▸ **O que se pede**
Dê continuidade ao texto sobre os motivos para deixar a câmera em casa, começando logo após a última frase apresentada.

▸ **Trecho da fonte**
****************************************

Cinco razões para deixar sua câmera em casa

Se você for a um show musical nos dias de hoje, é provável que, entre você e o palco, haja centenas de pequenas telas acesas. São câmeras digitais e telefones celulares, no alto das mãos do público presente na plateia ou na pista, fotografando e filmando cada instante. Tenho um tio que mora há cerca de 20 anos em Portugal. Em visita ao Brasil, foi ao aquário municipal de São Paulo. Ele ficou impressionado em ver como as pessoas pouco olhavam para os peixes; em vez disso passavam de atração a atração com câmeras em punho, apenas fotografando. A hoje é vista através de telas de cristal líquido — e não estamos falando dos filmes e da televisão, e sim daquilo que se passa bem na frente das pessoas.

Qual seria a motivação para esse tipo de comportamento? Pode-se imaginar que as pessoas queiram se agarrar àquele momento único, especial. Fotografar significa, de certa forma, prolongar o momento no tempo. No entanto, que momento é esse que não foi vivido, apenas fotografado? Qual lembrança será evocada através das imagens? Provavelmente há também a influência das redes sociais. Todo mundo precisa mostrar cada momento da vida. Somos controlados não apenas pela fotografia em si, mas também pelo papel da fotografia no nosso meio social virtual, na qual a fotografia é o principal instrumento para mostrar que se esteve em lugares legais, com pessoas legais; em outras palavras, que se é “feliz”.

Gergely Vida
Gergely Vida 

Hoje em dia parece ser uma heresia sair de casa para uma atividade interessante e não levar a câmera junto. Mas podemos pensar em algumas razões para, ao ir a algum evento importante, deixar a máquina fotográfica em casa.

1. Viver o momento
Quando se está fotografando, dificilmente se está vivendo de fato o momento. Se, ao estar num show, num museu ou até mesmo no topo de uma montanha vendo o sol nascer com o vento gelado no rosto, a sua preocupação é com que abertura usar, com o flash carregando ou com o enquadramento, sua cabeça está dentro da máquina. A vida passará num piscar de olhos e você não poderá levar suas fotos com você para se lembrar dela após a morte. A única coisa que existe é o momento presente. Gastar esse momento com a cara enfiada num equipamento eletrônico não parece ser a melhor opção.

****************************************

▸ **Registros fornecidos**
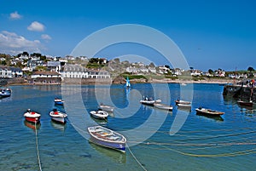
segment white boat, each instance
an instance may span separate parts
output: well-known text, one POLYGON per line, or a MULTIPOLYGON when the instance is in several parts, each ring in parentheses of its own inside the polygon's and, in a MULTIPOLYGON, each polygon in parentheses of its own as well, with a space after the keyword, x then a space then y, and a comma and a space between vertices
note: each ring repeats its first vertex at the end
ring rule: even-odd
POLYGON ((140 103, 143 105, 154 105, 154 100, 141 100, 140 103))
POLYGON ((64 105, 64 100, 59 98, 55 98, 55 104, 56 105, 64 105))
POLYGON ((140 100, 140 103, 141 104, 143 104, 143 105, 154 105, 154 103, 160 103, 161 100, 153 100, 152 98, 143 98, 143 100, 140 100))
POLYGON ((224 112, 223 111, 214 111, 212 109, 206 109, 206 108, 202 108, 202 107, 199 107, 197 109, 195 109, 196 113, 197 114, 201 114, 201 115, 207 115, 207 116, 221 116, 224 115, 224 112))
POLYGON ((111 105, 103 105, 103 104, 101 104, 98 108, 99 108, 99 110, 102 110, 105 111, 110 111, 110 112, 113 112, 113 109, 114 109, 114 107, 113 107, 111 105))
POLYGON ((107 111, 99 110, 99 111, 90 111, 90 116, 97 119, 107 119, 108 113, 107 111))
POLYGON ((175 100, 175 103, 177 106, 191 106, 190 101, 177 100, 175 100))
POLYGON ((130 80, 129 80, 129 77, 127 77, 127 78, 126 78, 125 88, 131 88, 131 83, 130 83, 130 80))
POLYGON ((154 107, 158 109, 166 110, 166 111, 172 111, 173 109, 172 105, 167 105, 161 103, 154 103, 154 107))
POLYGON ((30 109, 27 109, 26 111, 24 112, 23 116, 25 117, 26 120, 30 123, 37 123, 40 122, 41 114, 36 111, 32 111, 30 109))
POLYGON ((0 97, 9 97, 11 95, 11 90, 10 88, 3 88, 0 89, 0 97))
POLYGON ((99 125, 89 127, 87 129, 91 142, 125 152, 126 139, 124 135, 99 125))
POLYGON ((51 119, 53 121, 61 123, 66 123, 66 117, 67 117, 66 113, 58 111, 56 109, 54 109, 52 111, 49 113, 49 115, 51 117, 51 119))

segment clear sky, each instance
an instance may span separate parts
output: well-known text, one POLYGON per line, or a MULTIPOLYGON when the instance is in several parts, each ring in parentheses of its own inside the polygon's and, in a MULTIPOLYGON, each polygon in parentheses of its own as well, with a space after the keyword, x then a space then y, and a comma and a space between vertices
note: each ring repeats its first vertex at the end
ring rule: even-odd
MULTIPOLYGON (((64 57, 90 34, 120 24, 147 26, 167 35, 194 68, 256 69, 253 0, 1 0, 0 53, 64 57)), ((97 55, 108 60, 129 53, 142 55, 137 52, 140 47, 112 47, 97 55)), ((146 51, 143 55, 156 58, 146 51)))

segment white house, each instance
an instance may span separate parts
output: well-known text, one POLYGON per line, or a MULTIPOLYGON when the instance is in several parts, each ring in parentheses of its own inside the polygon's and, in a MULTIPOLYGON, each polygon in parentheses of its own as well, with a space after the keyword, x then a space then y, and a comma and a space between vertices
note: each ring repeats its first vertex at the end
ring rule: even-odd
POLYGON ((110 78, 106 71, 88 70, 79 65, 66 65, 61 74, 62 78, 110 78))
POLYGON ((57 78, 61 74, 55 71, 35 71, 31 76, 32 78, 57 78))
POLYGON ((6 66, 0 66, 0 77, 11 78, 12 71, 6 66))

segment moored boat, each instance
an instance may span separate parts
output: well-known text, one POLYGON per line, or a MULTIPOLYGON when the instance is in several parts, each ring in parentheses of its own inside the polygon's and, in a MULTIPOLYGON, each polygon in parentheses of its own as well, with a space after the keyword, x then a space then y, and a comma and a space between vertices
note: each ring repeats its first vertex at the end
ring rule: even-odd
POLYGON ((90 111, 90 116, 96 119, 107 119, 108 117, 108 113, 105 111, 90 111))
POLYGON ((108 148, 125 152, 126 139, 124 135, 102 126, 88 128, 90 141, 108 148))
POLYGON ((253 105, 253 102, 252 100, 250 101, 243 101, 243 100, 238 100, 237 103, 240 105, 245 105, 245 106, 250 106, 252 107, 253 105))
POLYGON ((53 121, 61 123, 66 123, 66 118, 67 117, 66 113, 58 111, 57 109, 53 109, 53 111, 50 111, 49 115, 51 117, 51 119, 53 121))
POLYGON ((113 107, 111 105, 103 105, 103 104, 101 104, 98 106, 98 108, 99 108, 99 110, 102 110, 102 111, 110 111, 110 112, 113 112, 113 109, 114 109, 114 107, 113 107))
POLYGON ((125 88, 131 88, 131 83, 128 77, 126 77, 125 88))
POLYGON ((64 105, 64 100, 59 98, 55 98, 55 104, 56 105, 64 105))
POLYGON ((156 107, 158 109, 166 110, 166 111, 172 111, 173 109, 172 105, 167 105, 161 103, 154 103, 154 107, 156 107))
POLYGON ((0 97, 9 97, 11 95, 11 89, 7 88, 0 89, 0 97))
POLYGON ((148 97, 145 97, 143 98, 143 100, 140 100, 141 104, 148 105, 154 105, 154 103, 160 103, 160 102, 161 102, 160 100, 154 100, 152 98, 148 98, 148 97))
POLYGON ((34 123, 40 122, 41 114, 36 111, 32 111, 30 109, 27 109, 23 116, 25 117, 26 120, 28 122, 34 123))
POLYGON ((196 111, 196 113, 199 115, 208 115, 208 116, 219 117, 219 116, 224 114, 224 112, 223 112, 223 111, 215 111, 215 110, 212 110, 212 109, 206 109, 206 108, 202 108, 202 107, 199 107, 199 108, 195 109, 195 111, 196 111))
POLYGON ((177 100, 175 100, 175 103, 177 106, 191 106, 190 101, 177 100))

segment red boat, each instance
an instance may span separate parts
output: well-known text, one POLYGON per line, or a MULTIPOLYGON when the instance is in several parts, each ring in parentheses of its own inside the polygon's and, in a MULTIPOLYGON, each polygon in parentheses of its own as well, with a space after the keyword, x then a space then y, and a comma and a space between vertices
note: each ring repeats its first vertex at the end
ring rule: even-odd
POLYGON ((246 106, 250 106, 252 107, 253 103, 252 100, 250 101, 242 101, 242 100, 238 100, 237 103, 240 105, 246 105, 246 106))
POLYGON ((27 109, 24 113, 24 117, 26 121, 30 123, 39 123, 41 115, 36 111, 32 111, 30 109, 27 109))

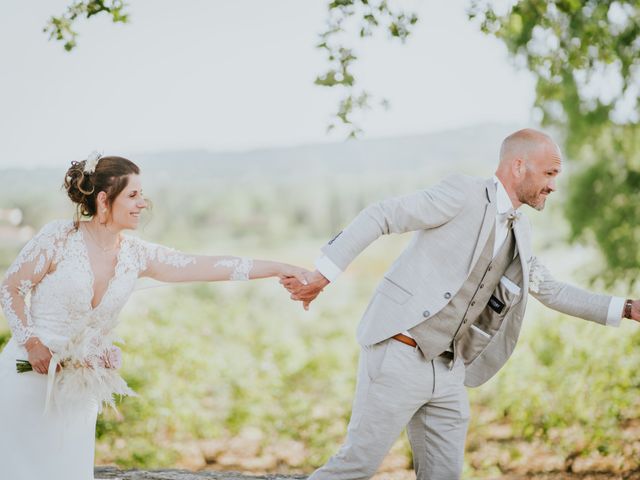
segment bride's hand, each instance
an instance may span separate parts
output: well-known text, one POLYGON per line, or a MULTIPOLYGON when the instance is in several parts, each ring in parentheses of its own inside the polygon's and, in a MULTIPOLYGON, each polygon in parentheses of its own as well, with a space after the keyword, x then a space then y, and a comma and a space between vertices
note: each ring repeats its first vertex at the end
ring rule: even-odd
POLYGON ((49 372, 51 351, 37 337, 31 337, 27 340, 25 348, 29 354, 29 363, 33 367, 33 371, 46 375, 49 372))
POLYGON ((294 277, 303 285, 307 285, 309 283, 307 279, 308 274, 311 274, 311 272, 306 268, 296 267, 295 265, 288 265, 286 263, 283 263, 280 266, 278 277, 280 277, 280 280, 282 280, 283 278, 294 277))

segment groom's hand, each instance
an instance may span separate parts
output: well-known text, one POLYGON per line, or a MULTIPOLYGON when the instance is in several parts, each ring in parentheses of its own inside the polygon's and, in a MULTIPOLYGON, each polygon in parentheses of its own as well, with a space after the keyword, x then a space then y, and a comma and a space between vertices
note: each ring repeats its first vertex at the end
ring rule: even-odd
POLYGON ((631 319, 640 322, 640 300, 631 302, 631 319))
POLYGON ((303 285, 297 278, 287 277, 280 280, 280 283, 291 293, 292 300, 299 300, 305 310, 309 310, 309 304, 315 300, 322 289, 329 284, 324 275, 317 270, 305 274, 307 285, 303 285))

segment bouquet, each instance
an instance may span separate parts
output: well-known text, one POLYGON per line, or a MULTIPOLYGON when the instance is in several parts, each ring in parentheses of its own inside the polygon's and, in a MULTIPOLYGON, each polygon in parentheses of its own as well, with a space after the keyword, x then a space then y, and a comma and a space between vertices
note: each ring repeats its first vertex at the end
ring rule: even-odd
MULTIPOLYGON (((94 368, 95 366, 97 366, 102 368, 113 368, 117 370, 122 366, 122 351, 120 350, 120 348, 116 346, 111 346, 104 354, 98 357, 98 361, 95 363, 89 362, 89 361, 81 363, 81 362, 78 362, 77 360, 73 360, 69 358, 59 362, 59 366, 60 368, 65 368, 70 366, 73 366, 76 368, 78 367, 94 368)), ((16 360, 16 371, 18 373, 31 372, 33 371, 33 366, 29 363, 28 360, 16 360)))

****************************************

▸ **Resposta abaixo**
2. Respeito
É muito inconveniente assistir a um evento com dezenas de pessoas esticando seus celulares e câmeras na sua frente. Pior ainda, quando são disparados flashes a torto e a direto, mesmo quando se pede para não utilizá-lo. Já vi fotógrafos se vangloriando de conseguirem fotografar com câmeras reflex em teatros em que isso era proibido. Fico imaginando o incômodo causado pelo barulho do espelho e pela movimentação do camarada, extasiado com sua esperteza, ao mesmo tempo em que atrapalha a experiência dos outros. No fim, isso não é esperteza: é simples desrespeito.

3. Boa fotografia
Convenhamos, fotografar um show com um celular a 200 metros do palco não vai render boas fotos. Na verdade, vai render péssimas fotos que apenas contarão contra sua qualidade como fotógrafo. Não é melhor então apenas esquecer a possibilidade de fotografar e aproveitar a música e a companhia?

4. Preocupação
Se por um lado usar equipamentos simples em condições extremas produzirá fotografias ruins, sair com equipamentos caros apenas fará com que o fotógrafo passe o tempo todo preocupado com seu equipamento. Há a chance de roubo, queda, dano. A preocupação com o material fotográfico tornarão bastante difícil ao entusiasta aproveitar o momento e talvez até mesmo tirar boas fotografias. Felizmente esse problema tem uma solução fácil: quando não se tem nada a perder, o medo desaparece.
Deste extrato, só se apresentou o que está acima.